* WHAT IS REQUIRED *
Output the data in full. Keep every entry exactly as written.

* TASK INPUT *
----------------------------------------

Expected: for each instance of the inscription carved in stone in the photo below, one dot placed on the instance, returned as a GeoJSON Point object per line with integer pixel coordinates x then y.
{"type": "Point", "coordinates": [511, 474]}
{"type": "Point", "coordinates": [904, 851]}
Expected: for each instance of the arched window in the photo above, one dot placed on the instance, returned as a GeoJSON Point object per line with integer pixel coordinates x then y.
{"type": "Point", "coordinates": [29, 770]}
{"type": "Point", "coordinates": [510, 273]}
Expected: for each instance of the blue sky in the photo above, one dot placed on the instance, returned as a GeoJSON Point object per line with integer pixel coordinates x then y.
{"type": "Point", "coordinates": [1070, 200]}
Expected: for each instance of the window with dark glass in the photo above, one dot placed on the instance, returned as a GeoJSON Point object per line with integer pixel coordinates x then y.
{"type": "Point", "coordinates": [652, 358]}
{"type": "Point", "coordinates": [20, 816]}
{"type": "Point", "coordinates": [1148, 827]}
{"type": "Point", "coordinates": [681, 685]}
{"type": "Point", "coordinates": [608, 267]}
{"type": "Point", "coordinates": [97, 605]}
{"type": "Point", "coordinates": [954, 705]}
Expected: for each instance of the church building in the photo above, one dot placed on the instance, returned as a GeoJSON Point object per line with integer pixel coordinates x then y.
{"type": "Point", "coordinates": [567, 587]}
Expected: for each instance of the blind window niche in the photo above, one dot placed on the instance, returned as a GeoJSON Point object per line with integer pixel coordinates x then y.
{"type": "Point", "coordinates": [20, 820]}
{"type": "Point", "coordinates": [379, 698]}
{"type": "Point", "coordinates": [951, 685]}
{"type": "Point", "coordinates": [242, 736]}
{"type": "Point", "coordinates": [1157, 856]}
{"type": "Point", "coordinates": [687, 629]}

----------------------------------------

* EXERCISE SOLUTION *
Expected: for each instance of the inscription carved in stone in the photo below, one dot placed on the instance, returned as a GeoJSON Point object per line with integer pixel coordinates x then y.
{"type": "Point", "coordinates": [511, 474]}
{"type": "Point", "coordinates": [904, 851]}
Expected: for each instance of the arched window in the photo above, one dot placed on the instance, returned as a GeoJSON Point object per line with integer pixel coordinates x then y.
{"type": "Point", "coordinates": [29, 770]}
{"type": "Point", "coordinates": [510, 273]}
Expected: for each instance of the blue sky in the photo above, one dot placed on the instance, returned as a GeoJSON Point object per line with integer pixel coordinates x then y.
{"type": "Point", "coordinates": [1070, 200]}
Expected: for each instance of the window with dark glass in the photo above, one dot placed on the instance, returned as a GeoJSON Point object per line with integer pixel coordinates x then y.
{"type": "Point", "coordinates": [652, 358]}
{"type": "Point", "coordinates": [20, 816]}
{"type": "Point", "coordinates": [1148, 827]}
{"type": "Point", "coordinates": [681, 685]}
{"type": "Point", "coordinates": [608, 267]}
{"type": "Point", "coordinates": [97, 605]}
{"type": "Point", "coordinates": [954, 705]}
Expected: for each instance of the church building in the photo above, one dot placed on the instance, returned as a GeoJSON Point object per line with integer pixel coordinates x then y.
{"type": "Point", "coordinates": [567, 587]}
Expected: for each instance of the blind window niche in the photo above, one dot placed on the instance, returned as a GeoJSON Point object per line with integer pixel coordinates x then y.
{"type": "Point", "coordinates": [20, 820]}
{"type": "Point", "coordinates": [379, 698]}
{"type": "Point", "coordinates": [951, 685]}
{"type": "Point", "coordinates": [242, 736]}
{"type": "Point", "coordinates": [1157, 856]}
{"type": "Point", "coordinates": [687, 629]}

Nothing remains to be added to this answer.